- [WRITTEN TASK]
Answer these questions from the text on author anniversaries below.
(a) In which Poe story does the hero fly to the Moon by balloon?
(b) Which poem cycle by Tennyson gave Arthurian fantasy a boost?
(c) What did Johnson write Rasselas to pay for?

- [SUPPLIED TEXT]

****

Round Numbers

The big SF anniversary of 2009, according to the Americans, is Edgar Allan Poe's 200th birthday in January. Though Poe is best remembered for horror, crime and florid melodrama, he wrote some pioneering SF like "The Unparalleled Adventure of One Hans Pfaall" – whose hero quite literally flies to the Moon by balloon. Perhaps the most macabre aspect is the title of this story's (abridged) 1965 magazine reprint: "Hans Off in Free Pfaall to the Moon".

Another author born in 1809 was Alfred, Lord Tennyson, mysteriously not selected as a Gollancz Fantasy Masterworks choice even though he gave the Arthurian fantasy industry a huge boost with his poem cycle Idylls of the King. Thus Tennyson's literary heritage extends to Monty Python and the Holy Grail and Spamalot. Also from 1809 there's the quirky Russian author Nikolai Gogol, whose fantasies include that influential vampire story "Viy".

A century further back: 1709 saw the birth of Dr Samuel Johnson, whose short novel Rasselas features discussion of utopias, dystopias, weather control and a (failed) flying machine. Foreshadowing the insane production rate of some 20th-century SF hacks, Johnson scribbled this book in the evenings of a single week to pay for his mother's funeral.

****

Lines of data:
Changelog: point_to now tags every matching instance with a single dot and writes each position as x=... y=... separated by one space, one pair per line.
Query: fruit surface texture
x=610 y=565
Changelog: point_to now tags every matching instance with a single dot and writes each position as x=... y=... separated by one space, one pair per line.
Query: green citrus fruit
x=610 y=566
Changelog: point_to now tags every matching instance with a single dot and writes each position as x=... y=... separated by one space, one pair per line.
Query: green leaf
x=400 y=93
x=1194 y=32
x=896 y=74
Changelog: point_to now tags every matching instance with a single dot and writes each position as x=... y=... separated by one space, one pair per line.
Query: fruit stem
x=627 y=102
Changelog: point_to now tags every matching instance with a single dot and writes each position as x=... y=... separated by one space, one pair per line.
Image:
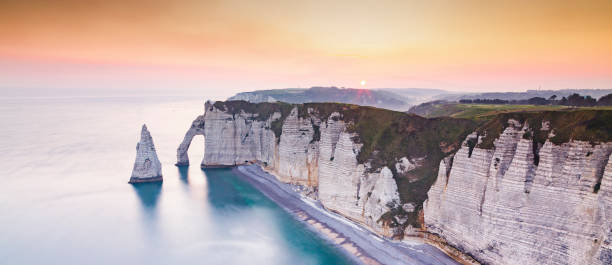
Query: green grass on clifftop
x=386 y=137
x=591 y=125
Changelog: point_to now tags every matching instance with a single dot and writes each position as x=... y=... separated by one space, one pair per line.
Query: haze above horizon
x=219 y=48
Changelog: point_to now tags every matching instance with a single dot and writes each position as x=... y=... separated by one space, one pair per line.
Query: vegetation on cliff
x=589 y=125
x=386 y=137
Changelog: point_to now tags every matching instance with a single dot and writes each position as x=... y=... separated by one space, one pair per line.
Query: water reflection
x=184 y=174
x=148 y=193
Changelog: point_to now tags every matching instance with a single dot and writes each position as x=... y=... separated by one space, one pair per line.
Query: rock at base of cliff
x=147 y=167
x=144 y=180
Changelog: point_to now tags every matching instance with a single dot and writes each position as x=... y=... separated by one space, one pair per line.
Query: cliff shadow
x=184 y=174
x=148 y=194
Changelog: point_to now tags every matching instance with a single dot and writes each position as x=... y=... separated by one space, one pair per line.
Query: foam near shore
x=363 y=245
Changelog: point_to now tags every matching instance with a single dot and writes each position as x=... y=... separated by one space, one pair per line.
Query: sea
x=65 y=163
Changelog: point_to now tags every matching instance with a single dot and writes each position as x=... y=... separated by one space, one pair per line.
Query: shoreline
x=358 y=242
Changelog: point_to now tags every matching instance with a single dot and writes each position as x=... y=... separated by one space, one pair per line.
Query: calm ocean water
x=64 y=197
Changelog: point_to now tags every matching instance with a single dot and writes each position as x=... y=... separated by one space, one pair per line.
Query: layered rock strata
x=147 y=167
x=326 y=162
x=523 y=204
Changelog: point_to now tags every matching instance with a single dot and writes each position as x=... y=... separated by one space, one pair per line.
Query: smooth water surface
x=64 y=197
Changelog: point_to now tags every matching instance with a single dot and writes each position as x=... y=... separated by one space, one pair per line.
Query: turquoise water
x=64 y=197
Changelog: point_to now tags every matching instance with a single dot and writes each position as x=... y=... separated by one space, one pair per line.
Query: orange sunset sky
x=218 y=48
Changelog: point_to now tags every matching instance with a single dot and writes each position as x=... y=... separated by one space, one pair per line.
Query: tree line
x=573 y=100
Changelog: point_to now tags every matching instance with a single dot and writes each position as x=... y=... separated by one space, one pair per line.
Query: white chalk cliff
x=329 y=164
x=514 y=203
x=502 y=207
x=147 y=167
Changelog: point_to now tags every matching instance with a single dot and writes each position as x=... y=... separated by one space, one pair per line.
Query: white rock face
x=344 y=185
x=147 y=167
x=501 y=208
x=230 y=139
x=298 y=153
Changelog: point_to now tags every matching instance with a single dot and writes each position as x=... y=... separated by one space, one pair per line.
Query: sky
x=218 y=48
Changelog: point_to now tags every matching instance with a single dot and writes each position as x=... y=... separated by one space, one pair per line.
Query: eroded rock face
x=327 y=163
x=147 y=167
x=231 y=139
x=502 y=208
x=298 y=153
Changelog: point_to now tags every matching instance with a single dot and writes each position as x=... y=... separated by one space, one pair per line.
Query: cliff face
x=313 y=145
x=524 y=202
x=147 y=167
x=524 y=188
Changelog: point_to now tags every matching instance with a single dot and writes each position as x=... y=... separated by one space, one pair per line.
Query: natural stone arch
x=197 y=128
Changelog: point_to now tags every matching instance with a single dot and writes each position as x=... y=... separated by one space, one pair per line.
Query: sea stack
x=147 y=167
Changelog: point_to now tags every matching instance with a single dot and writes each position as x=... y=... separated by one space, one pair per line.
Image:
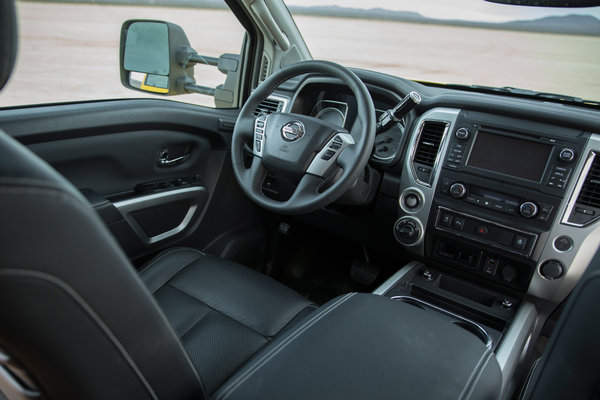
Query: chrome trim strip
x=511 y=349
x=443 y=229
x=407 y=180
x=195 y=195
x=488 y=340
x=438 y=157
x=586 y=169
x=392 y=280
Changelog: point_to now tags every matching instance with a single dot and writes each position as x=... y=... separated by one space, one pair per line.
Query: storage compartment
x=363 y=346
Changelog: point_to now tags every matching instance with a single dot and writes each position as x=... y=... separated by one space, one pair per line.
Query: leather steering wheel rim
x=350 y=161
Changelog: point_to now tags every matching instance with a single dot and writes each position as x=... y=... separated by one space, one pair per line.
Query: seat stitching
x=195 y=323
x=280 y=346
x=219 y=311
x=87 y=309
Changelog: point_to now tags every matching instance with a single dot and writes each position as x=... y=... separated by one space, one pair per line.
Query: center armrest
x=361 y=346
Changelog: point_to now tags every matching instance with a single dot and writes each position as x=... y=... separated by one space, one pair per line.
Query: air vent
x=590 y=191
x=587 y=206
x=268 y=106
x=429 y=142
x=265 y=68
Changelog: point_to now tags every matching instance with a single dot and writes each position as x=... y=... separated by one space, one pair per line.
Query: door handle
x=163 y=159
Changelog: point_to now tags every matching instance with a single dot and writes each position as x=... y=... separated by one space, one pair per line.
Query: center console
x=500 y=214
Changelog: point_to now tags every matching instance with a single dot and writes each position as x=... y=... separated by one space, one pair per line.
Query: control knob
x=407 y=231
x=528 y=209
x=458 y=190
x=566 y=154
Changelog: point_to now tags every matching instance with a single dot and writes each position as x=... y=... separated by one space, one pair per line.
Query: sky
x=474 y=10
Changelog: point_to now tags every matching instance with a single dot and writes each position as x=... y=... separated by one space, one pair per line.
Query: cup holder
x=457 y=320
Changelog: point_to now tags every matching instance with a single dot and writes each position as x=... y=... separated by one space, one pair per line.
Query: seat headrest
x=8 y=39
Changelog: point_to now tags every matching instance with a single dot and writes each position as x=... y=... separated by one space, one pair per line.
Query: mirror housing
x=154 y=57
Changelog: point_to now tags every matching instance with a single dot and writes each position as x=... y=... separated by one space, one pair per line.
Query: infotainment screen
x=510 y=156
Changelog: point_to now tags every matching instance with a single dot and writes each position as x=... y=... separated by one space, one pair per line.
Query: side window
x=70 y=51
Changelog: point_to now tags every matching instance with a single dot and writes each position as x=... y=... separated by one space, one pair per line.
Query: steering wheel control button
x=528 y=209
x=408 y=231
x=293 y=131
x=327 y=155
x=458 y=190
x=259 y=134
x=458 y=224
x=446 y=220
x=563 y=243
x=567 y=154
x=462 y=134
x=520 y=242
x=551 y=270
x=482 y=230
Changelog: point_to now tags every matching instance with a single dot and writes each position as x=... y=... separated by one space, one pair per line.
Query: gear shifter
x=395 y=114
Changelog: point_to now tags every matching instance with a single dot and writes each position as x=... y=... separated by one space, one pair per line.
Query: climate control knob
x=566 y=154
x=528 y=209
x=458 y=190
x=408 y=231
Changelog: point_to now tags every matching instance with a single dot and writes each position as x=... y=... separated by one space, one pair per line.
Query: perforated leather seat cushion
x=221 y=311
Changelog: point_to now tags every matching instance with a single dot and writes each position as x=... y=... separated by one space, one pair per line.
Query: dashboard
x=503 y=191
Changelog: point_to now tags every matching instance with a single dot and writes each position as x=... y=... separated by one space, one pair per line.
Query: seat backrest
x=73 y=312
x=569 y=367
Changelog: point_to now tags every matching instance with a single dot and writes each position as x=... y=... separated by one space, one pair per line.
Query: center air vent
x=269 y=106
x=428 y=146
x=587 y=205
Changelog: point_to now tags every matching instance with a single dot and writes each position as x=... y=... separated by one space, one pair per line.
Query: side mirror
x=155 y=57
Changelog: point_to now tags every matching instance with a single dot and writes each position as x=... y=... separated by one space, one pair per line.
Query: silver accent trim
x=196 y=196
x=318 y=166
x=486 y=336
x=573 y=200
x=508 y=352
x=473 y=238
x=407 y=179
x=586 y=240
x=439 y=157
x=392 y=280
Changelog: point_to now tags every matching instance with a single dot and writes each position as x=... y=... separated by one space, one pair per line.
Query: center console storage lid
x=364 y=346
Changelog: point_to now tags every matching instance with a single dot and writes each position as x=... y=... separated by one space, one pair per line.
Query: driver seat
x=78 y=322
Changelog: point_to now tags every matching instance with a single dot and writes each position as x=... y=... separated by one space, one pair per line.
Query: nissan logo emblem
x=292 y=131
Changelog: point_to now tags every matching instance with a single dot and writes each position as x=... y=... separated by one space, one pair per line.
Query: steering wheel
x=307 y=150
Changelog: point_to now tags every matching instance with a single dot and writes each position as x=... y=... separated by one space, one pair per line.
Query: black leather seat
x=221 y=311
x=79 y=320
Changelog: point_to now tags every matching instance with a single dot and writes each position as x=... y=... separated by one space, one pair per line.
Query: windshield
x=470 y=42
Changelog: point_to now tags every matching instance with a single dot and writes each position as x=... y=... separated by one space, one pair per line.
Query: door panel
x=112 y=152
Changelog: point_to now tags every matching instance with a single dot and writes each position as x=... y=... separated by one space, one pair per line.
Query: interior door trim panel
x=196 y=197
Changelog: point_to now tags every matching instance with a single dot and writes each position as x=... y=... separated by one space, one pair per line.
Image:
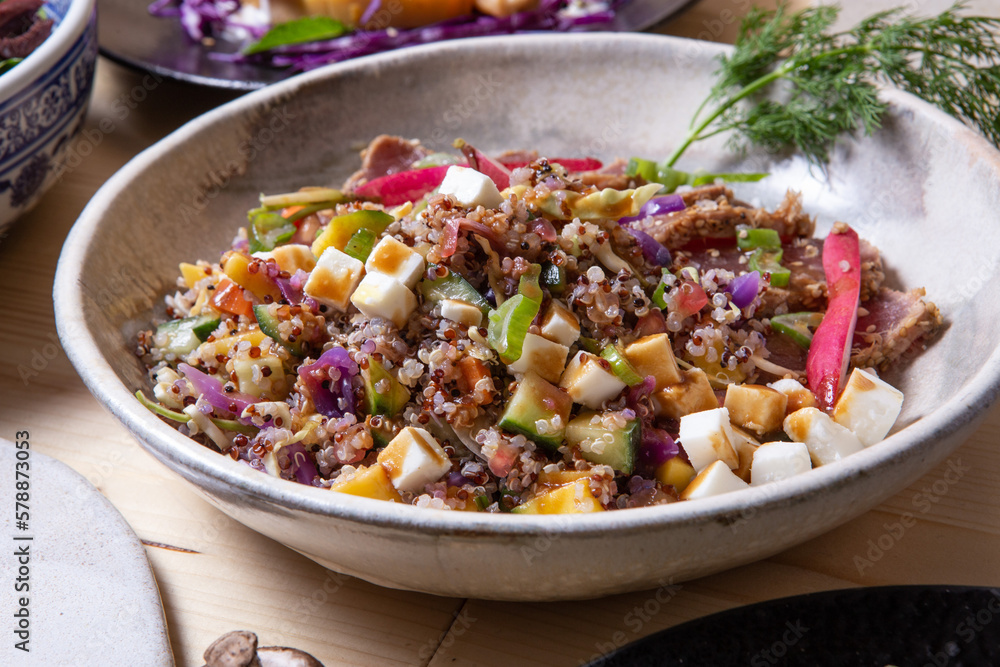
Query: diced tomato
x=691 y=299
x=228 y=298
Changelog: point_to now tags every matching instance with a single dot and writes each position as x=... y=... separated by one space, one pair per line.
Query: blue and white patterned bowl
x=42 y=104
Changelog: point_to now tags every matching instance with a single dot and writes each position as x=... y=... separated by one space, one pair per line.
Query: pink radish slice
x=830 y=351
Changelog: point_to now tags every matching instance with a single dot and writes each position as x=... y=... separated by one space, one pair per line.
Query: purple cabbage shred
x=211 y=18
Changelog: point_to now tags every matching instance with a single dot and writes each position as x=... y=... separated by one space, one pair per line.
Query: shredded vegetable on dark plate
x=133 y=36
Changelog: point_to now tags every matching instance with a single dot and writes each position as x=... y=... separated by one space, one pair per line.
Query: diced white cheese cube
x=827 y=440
x=707 y=436
x=560 y=325
x=414 y=459
x=165 y=378
x=745 y=445
x=541 y=355
x=868 y=406
x=714 y=480
x=462 y=312
x=589 y=382
x=470 y=188
x=380 y=295
x=775 y=461
x=334 y=279
x=396 y=259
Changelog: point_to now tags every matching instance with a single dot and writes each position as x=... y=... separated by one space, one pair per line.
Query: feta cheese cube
x=380 y=295
x=461 y=312
x=868 y=406
x=470 y=188
x=798 y=396
x=541 y=355
x=654 y=355
x=397 y=260
x=745 y=445
x=208 y=427
x=589 y=381
x=755 y=407
x=693 y=394
x=775 y=461
x=706 y=437
x=334 y=279
x=714 y=480
x=827 y=440
x=560 y=325
x=414 y=459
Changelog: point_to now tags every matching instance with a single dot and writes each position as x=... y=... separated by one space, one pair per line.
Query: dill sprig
x=830 y=81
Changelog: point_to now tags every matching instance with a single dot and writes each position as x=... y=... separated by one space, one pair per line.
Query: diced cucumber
x=269 y=326
x=621 y=366
x=538 y=410
x=453 y=286
x=183 y=336
x=554 y=278
x=361 y=244
x=602 y=441
x=385 y=394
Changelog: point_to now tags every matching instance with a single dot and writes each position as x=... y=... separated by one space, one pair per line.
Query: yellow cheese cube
x=755 y=407
x=575 y=498
x=334 y=279
x=541 y=355
x=654 y=355
x=397 y=260
x=293 y=257
x=675 y=472
x=370 y=482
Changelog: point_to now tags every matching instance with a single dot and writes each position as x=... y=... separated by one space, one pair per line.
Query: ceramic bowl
x=43 y=100
x=920 y=189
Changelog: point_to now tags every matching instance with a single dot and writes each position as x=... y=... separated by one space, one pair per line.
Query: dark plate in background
x=128 y=34
x=904 y=626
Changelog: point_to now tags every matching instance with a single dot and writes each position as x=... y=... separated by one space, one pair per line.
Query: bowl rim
x=41 y=60
x=167 y=444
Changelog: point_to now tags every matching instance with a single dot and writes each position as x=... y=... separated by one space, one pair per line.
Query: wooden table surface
x=238 y=579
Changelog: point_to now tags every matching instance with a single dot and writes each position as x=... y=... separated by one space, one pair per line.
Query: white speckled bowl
x=920 y=190
x=43 y=100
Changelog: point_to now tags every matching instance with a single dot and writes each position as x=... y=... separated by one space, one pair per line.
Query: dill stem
x=695 y=133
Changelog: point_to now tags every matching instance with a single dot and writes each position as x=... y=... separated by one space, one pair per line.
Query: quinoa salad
x=525 y=334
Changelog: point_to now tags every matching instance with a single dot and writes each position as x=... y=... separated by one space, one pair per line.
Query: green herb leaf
x=299 y=31
x=831 y=80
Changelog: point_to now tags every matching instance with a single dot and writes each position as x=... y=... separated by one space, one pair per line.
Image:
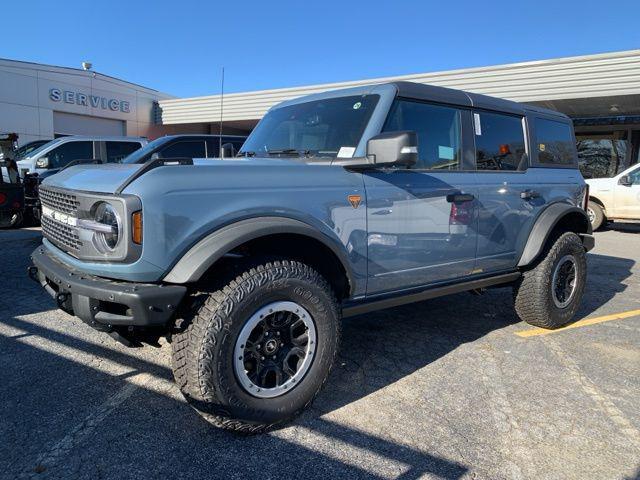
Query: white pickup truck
x=616 y=198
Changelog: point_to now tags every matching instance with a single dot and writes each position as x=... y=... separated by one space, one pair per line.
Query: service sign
x=85 y=100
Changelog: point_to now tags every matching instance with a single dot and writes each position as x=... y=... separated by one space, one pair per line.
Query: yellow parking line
x=580 y=323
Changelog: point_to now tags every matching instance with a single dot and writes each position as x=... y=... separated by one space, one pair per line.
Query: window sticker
x=346 y=152
x=445 y=153
x=476 y=123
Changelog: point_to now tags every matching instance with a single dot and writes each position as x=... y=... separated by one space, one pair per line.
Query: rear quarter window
x=554 y=143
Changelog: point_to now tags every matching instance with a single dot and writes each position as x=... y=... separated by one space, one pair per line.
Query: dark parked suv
x=186 y=146
x=340 y=204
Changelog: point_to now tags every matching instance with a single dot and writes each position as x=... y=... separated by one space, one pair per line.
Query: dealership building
x=601 y=93
x=43 y=102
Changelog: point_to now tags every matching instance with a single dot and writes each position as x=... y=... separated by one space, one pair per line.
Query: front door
x=627 y=197
x=421 y=221
x=510 y=195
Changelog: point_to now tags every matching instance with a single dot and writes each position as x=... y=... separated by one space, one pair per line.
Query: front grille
x=60 y=201
x=60 y=234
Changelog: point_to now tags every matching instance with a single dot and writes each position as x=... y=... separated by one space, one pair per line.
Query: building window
x=554 y=142
x=438 y=130
x=603 y=155
x=499 y=142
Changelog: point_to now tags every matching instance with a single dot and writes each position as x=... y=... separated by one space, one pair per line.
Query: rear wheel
x=596 y=215
x=548 y=295
x=256 y=352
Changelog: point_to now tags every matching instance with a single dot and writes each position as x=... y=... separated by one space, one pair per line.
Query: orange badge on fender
x=354 y=200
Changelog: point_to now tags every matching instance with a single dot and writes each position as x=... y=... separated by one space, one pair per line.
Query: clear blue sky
x=179 y=47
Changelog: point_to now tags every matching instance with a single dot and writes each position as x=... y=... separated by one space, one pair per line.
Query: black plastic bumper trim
x=146 y=304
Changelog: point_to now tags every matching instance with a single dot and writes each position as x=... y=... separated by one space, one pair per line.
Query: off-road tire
x=204 y=340
x=533 y=295
x=598 y=215
x=16 y=221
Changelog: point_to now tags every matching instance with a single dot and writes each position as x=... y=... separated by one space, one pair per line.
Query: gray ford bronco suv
x=338 y=204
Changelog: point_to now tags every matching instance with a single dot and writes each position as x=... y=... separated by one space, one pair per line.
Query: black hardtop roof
x=432 y=93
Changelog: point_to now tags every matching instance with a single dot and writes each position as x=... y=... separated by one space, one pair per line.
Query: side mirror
x=625 y=180
x=393 y=148
x=227 y=150
x=42 y=162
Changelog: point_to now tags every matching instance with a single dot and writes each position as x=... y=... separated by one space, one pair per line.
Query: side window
x=213 y=148
x=185 y=149
x=68 y=152
x=117 y=151
x=499 y=142
x=554 y=143
x=438 y=129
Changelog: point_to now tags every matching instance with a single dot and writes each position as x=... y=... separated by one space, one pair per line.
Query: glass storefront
x=603 y=154
x=607 y=145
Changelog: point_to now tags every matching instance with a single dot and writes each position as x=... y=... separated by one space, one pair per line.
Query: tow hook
x=32 y=271
x=61 y=300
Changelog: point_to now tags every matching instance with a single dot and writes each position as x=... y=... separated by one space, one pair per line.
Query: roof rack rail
x=150 y=165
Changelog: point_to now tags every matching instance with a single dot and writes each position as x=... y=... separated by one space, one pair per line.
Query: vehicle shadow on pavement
x=69 y=420
x=606 y=276
x=74 y=414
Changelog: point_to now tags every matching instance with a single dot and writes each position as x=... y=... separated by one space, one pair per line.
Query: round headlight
x=108 y=216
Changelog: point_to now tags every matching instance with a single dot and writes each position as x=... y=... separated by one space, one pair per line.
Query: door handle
x=529 y=194
x=460 y=197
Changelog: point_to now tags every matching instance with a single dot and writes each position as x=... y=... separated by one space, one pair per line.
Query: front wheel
x=549 y=295
x=256 y=352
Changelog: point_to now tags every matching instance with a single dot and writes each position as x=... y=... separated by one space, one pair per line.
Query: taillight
x=585 y=200
x=136 y=230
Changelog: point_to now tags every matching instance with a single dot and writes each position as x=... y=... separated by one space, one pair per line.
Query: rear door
x=421 y=221
x=509 y=198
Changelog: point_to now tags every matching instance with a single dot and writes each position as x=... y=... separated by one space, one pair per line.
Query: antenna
x=221 y=109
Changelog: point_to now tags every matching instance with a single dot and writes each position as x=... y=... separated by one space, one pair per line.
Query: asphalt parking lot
x=452 y=388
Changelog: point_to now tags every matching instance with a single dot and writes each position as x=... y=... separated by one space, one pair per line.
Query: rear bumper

****

- [OUTPUT FOR THIS TASK]
(a) "The Unparalleled Adventure of One Hans Pfaall"
(b) Idylls of the King
(c) His mother's funeral